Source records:

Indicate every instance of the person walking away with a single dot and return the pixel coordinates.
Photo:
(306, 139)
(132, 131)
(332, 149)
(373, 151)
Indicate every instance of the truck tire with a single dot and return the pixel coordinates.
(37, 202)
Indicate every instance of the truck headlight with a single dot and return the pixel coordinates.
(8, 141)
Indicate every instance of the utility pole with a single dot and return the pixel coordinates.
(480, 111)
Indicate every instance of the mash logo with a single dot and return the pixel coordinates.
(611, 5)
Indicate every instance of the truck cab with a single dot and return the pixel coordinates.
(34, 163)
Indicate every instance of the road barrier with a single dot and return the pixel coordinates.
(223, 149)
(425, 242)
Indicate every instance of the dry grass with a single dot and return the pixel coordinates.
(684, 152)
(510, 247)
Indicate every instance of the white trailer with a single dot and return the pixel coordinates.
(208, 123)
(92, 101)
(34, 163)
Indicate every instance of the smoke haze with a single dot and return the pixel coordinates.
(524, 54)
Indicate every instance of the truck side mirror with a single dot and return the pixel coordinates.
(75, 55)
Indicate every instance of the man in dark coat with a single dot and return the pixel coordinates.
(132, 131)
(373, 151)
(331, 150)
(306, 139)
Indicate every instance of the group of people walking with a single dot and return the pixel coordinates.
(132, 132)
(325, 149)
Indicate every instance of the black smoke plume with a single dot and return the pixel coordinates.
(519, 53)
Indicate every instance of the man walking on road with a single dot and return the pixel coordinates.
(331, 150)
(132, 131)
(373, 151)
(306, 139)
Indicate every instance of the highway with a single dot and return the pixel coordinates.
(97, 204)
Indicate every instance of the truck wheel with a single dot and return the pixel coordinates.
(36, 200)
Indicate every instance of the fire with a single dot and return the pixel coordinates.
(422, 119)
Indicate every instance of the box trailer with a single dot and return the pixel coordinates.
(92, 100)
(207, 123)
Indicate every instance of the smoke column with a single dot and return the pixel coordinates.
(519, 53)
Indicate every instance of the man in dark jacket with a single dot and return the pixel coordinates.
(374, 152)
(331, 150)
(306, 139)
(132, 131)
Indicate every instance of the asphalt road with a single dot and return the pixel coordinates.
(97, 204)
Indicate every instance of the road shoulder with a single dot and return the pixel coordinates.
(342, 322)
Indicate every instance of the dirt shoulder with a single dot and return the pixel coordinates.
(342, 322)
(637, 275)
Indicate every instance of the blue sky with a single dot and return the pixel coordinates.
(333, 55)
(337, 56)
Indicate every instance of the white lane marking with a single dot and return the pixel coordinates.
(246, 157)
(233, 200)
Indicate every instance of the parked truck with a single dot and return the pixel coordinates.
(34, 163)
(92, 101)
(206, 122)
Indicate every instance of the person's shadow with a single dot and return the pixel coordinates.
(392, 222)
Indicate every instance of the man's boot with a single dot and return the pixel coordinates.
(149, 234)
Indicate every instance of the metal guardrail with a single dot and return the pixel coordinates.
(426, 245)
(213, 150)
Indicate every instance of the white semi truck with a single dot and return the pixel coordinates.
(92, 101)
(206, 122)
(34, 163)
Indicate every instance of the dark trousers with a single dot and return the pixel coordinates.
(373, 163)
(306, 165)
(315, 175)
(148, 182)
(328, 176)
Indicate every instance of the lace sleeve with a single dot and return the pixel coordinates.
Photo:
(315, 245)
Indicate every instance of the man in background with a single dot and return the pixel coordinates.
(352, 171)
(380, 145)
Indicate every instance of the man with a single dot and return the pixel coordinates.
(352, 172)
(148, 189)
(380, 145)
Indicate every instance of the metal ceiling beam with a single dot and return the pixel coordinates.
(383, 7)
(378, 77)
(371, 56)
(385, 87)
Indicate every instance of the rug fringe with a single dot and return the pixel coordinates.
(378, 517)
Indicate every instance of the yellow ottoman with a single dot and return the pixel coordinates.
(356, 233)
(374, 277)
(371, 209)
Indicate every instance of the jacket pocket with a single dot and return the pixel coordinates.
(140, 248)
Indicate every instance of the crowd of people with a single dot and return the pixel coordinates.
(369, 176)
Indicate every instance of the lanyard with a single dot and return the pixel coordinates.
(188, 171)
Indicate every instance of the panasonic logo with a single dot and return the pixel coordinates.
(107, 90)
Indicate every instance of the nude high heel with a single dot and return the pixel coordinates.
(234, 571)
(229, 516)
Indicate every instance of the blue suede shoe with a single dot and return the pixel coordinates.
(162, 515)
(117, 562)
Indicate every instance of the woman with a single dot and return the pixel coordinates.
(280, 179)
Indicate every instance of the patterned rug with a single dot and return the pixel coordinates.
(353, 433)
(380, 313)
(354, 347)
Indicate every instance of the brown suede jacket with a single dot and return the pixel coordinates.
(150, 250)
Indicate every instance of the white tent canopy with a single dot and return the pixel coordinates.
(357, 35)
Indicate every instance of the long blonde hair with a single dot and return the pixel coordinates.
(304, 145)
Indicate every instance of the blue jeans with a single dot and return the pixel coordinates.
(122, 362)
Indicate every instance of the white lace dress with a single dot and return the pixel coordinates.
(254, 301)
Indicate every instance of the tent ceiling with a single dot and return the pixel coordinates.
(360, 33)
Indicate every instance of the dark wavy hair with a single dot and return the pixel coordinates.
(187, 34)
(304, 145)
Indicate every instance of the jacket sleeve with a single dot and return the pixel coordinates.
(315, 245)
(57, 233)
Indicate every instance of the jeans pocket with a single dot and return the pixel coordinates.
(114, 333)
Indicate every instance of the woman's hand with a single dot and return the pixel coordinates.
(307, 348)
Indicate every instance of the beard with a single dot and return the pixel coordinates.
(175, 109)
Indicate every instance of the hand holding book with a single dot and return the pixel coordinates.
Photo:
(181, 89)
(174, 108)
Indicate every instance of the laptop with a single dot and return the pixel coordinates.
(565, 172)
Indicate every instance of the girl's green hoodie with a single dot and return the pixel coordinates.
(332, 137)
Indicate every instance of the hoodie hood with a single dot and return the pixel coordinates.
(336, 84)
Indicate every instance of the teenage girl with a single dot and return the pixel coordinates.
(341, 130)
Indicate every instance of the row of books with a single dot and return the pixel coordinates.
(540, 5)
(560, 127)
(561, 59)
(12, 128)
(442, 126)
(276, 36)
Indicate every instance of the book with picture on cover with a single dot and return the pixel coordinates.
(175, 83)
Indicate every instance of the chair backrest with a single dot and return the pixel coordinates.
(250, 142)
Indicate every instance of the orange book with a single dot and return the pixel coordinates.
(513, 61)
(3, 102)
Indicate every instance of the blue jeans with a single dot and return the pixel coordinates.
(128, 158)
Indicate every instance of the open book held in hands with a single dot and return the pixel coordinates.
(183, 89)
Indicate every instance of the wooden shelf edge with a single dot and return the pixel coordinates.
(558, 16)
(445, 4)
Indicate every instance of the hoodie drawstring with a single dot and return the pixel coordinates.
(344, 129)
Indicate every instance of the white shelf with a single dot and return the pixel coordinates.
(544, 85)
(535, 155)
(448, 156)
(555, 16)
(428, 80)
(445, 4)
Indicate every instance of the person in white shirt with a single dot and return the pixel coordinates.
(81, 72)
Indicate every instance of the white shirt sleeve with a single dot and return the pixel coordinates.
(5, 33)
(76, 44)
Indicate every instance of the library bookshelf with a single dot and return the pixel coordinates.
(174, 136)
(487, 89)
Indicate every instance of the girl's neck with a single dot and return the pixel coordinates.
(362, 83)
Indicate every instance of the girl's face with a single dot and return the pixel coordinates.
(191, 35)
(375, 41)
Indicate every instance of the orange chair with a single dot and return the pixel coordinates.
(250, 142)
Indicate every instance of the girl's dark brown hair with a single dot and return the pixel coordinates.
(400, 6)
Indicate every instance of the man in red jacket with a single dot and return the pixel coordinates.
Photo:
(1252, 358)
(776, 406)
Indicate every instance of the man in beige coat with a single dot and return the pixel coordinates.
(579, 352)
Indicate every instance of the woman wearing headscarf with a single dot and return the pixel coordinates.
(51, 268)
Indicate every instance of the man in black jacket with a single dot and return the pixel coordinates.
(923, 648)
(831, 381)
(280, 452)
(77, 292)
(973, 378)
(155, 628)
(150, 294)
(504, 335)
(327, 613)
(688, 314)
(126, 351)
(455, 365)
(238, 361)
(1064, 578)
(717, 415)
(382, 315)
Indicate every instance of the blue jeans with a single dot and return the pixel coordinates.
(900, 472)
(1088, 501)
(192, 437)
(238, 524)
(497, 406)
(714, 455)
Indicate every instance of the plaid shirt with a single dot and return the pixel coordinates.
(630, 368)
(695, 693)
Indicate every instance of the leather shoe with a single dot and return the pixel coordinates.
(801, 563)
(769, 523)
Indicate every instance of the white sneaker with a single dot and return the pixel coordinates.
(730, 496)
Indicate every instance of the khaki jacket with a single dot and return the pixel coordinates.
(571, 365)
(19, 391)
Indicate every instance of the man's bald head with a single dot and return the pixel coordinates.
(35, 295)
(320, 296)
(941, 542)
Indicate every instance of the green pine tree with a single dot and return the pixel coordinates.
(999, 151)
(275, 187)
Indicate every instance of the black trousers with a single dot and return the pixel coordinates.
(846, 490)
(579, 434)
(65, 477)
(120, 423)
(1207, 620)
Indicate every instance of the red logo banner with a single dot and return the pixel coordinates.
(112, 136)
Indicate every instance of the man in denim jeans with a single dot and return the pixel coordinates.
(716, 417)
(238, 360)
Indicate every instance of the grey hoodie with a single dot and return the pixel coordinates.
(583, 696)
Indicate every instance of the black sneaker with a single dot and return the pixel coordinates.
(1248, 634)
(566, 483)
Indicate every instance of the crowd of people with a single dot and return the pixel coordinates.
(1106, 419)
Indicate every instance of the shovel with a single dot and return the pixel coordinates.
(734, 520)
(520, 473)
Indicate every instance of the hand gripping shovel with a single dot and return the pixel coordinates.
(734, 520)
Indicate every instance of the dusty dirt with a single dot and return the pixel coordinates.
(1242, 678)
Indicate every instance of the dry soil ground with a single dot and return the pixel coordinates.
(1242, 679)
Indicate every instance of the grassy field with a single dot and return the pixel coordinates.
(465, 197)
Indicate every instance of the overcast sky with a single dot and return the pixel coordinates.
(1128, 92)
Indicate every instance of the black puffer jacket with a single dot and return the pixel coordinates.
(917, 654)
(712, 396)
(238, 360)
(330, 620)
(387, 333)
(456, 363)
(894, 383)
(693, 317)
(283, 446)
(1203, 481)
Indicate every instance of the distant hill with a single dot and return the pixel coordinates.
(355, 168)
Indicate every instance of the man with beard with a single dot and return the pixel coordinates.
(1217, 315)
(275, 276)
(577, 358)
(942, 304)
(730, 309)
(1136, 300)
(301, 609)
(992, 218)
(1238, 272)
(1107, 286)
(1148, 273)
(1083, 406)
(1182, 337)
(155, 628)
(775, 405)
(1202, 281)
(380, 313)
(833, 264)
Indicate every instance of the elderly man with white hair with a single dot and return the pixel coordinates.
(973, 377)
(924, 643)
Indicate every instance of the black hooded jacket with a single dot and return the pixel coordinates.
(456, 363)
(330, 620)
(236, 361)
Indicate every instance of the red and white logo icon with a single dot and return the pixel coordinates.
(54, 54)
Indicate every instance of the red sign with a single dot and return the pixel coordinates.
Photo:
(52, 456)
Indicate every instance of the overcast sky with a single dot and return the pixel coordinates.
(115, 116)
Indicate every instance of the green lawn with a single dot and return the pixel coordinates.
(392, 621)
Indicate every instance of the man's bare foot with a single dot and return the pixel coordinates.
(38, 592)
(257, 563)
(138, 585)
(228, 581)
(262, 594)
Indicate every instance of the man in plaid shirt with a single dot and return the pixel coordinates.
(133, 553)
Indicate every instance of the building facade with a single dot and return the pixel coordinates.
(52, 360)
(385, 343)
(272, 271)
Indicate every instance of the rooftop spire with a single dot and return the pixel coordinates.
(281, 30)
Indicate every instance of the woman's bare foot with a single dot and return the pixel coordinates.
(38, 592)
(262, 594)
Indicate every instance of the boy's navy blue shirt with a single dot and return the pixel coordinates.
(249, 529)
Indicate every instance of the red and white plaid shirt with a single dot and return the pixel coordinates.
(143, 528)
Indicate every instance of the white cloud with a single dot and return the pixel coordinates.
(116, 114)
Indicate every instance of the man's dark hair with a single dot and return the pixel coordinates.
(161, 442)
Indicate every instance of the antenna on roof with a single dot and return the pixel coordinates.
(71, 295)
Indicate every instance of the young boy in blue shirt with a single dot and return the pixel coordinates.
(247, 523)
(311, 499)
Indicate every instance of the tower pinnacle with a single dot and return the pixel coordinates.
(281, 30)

■ Direction ■
Please rewrite the listing from the line with "Indicate every instance of the woman's bare" through its end, changing "white cloud" to "gray cloud" and leaving everything else the same.

■ Result of the exercise ■
Indicate every instance of the woman's bare foot with a single dot and return the pixel coordinates.
(38, 592)
(262, 594)
Indicate every instance of the boy's navy blue shirt with a single dot and return the pixel coordinates.
(249, 529)
Indicate every instance of the red and white plaid shirt with a single dot and return the pixel coordinates.
(143, 528)
Indicate every instance of the gray cloud with a single dot and return the pixel coordinates.
(116, 114)
Indicate every instance of the man's dark hair with a single dot and return the pixel coordinates.
(161, 442)
Indicate every instance of the antenna on roof with a single dot and return the pixel coordinates.
(71, 295)
Indicate every instance of the young boy in blue shirt with a single dot and return the pixel coordinates.
(247, 523)
(311, 499)
Indicate every instance of the tower pinnacle with a single dot and return the pixel coordinates.
(281, 30)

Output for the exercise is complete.